— start PROVIDED DATA —

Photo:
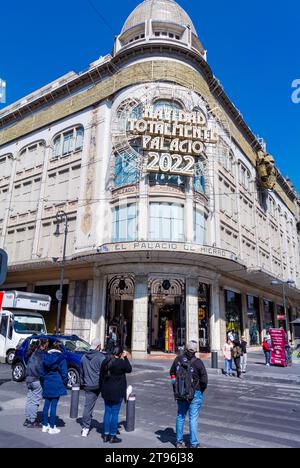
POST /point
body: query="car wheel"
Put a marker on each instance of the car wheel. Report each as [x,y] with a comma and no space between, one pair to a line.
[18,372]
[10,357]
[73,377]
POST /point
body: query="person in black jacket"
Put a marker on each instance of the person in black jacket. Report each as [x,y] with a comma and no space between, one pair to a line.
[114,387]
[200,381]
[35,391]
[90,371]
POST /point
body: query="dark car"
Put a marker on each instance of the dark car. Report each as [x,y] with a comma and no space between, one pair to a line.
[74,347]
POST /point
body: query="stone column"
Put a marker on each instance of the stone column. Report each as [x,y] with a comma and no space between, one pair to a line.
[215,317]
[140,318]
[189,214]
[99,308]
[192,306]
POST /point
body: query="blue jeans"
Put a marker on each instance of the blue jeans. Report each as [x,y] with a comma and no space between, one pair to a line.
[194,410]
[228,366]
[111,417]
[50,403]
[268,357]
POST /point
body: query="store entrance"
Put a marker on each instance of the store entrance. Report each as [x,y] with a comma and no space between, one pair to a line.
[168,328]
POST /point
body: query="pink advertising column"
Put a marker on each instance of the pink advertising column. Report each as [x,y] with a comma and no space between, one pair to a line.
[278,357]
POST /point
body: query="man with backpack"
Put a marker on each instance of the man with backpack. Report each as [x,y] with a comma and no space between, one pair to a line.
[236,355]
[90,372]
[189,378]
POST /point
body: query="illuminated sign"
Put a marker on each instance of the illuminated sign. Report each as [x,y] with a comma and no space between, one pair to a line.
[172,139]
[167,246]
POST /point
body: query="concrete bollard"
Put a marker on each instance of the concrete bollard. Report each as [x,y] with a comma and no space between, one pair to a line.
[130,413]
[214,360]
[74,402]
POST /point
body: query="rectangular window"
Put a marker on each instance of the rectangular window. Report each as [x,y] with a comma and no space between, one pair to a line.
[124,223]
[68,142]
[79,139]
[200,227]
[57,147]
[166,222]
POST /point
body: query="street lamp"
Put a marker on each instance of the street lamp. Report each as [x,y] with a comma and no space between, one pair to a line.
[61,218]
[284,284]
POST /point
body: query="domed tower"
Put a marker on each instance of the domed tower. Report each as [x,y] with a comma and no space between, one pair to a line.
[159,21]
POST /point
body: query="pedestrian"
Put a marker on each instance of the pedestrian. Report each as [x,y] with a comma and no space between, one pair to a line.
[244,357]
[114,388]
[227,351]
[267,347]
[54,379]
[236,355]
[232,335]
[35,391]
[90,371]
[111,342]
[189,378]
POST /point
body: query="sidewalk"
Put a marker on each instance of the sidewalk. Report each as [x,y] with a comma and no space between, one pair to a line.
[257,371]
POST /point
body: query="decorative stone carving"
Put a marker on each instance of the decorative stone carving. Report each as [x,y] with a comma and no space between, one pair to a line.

— end PROVIDED DATA —

▶ **CHALLENGE**: Every record above should be written out again without change, except that the pictures are left out.

▶ **EXPECTED OUTPUT**:
Photo:
POST /point
body: query="car wheel"
Put a marker on each instance of the car wheel. Report each as [x,y] with a comma and no space between, one pair to a line.
[18,372]
[10,357]
[73,377]
POST /point
body: query="person in black jacket"
Put a marker on each instance of the person in black jacket. Report each as [x,y] with a comma and no space between, one pair to a line.
[114,387]
[200,381]
[35,391]
[90,371]
POST /point
body: query="dark car"
Put a marker on each instance of the dark car. Report each as [x,y] with a comma and no space between, one pair to a line.
[74,347]
POST /point
body: query="stone column"
Put a marker on each instance of the stone column. Report each as [x,y] with a comma and no space between, one pair to a line.
[215,317]
[140,318]
[189,214]
[99,308]
[192,306]
POST /point
body: query="blue jeans"
Put a marker on each instance of the blue jeans. Report each as [x,y] with a comma and no space between, one pair to a line.
[194,410]
[228,366]
[111,417]
[50,403]
[268,357]
POST /point
body: query="store entrance"
Put a marker on each instance of the store entrance. Report each as [x,y] with a comma and no space between, one pair to a line.
[168,328]
POST /point
body: query="pink advertising column"
Put a marker on each instance of the pink advertising column. Report each as [x,y] with a comma and no space between, one pair to a line.
[278,357]
POST /point
body: query="man with backpack"
Put a marker on each instance of the man with backpack. Report each as [x,y] with a comma and no space between, one pair to a line.
[236,355]
[90,372]
[189,378]
POST /point
body: query="illuminated sign"
Put a marker on each instance of the illuminated sign. Report each as [x,y] with a comma and no space between, one pair to a line.
[172,139]
[167,246]
POST /point
body: query="concrete bollard"
Put a marker on each instance of the concrete bollard. Report each as [x,y] with a comma and no space between, one pair to a line.
[130,413]
[214,360]
[74,402]
POST /point
body: query="rectangular window"
Put a marker on each instance of the rectangular window. Report each as [x,y] with a comma and no space between, one pair to a line.
[124,223]
[68,142]
[79,139]
[200,227]
[57,147]
[166,222]
POST /point
body: query="street lamp"
Put a marker on each instance of the street lamp. Report each as [x,y] with a comma and no space between, one pair to a line.
[61,218]
[284,284]
POST /point
body: query="domed tower"
Put a marker on each instance of the domed tower. Report each as [x,y] with a comma and no space between, one pair to a line.
[159,21]
POST /point
body: query="pedestrian"
Put a marker on each instance of the pedestrian. Report each as [x,y] with a comma and no space between, one pair to a line.
[244,357]
[114,388]
[227,351]
[267,347]
[54,379]
[236,355]
[232,335]
[35,391]
[90,371]
[111,342]
[189,378]
POST /point
body: query="sidewalk"
Put a marker on each instance of the sidewalk. Report each as [x,y] with a comma and no space between, one pair to a line.
[257,371]
POST /point
body: query="decorative stone carving"
Put a marker on each instance of the decorative stone carving. Report each as [x,y] with a comma and no space between, one pair to a line.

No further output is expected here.